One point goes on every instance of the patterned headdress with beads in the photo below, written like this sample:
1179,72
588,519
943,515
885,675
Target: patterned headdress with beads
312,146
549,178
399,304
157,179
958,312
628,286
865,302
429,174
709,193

_What you are asked to do_. Copy the records above word for word, keeping every line as it is.

_Solved problem_.
One point goes on every instance of the patterned headdress with beads in the photo below, written like this sample:
1179,72
588,519
943,515
885,675
Target: patterned headdress with beads
312,146
549,178
399,304
157,179
958,312
628,286
865,302
429,174
709,193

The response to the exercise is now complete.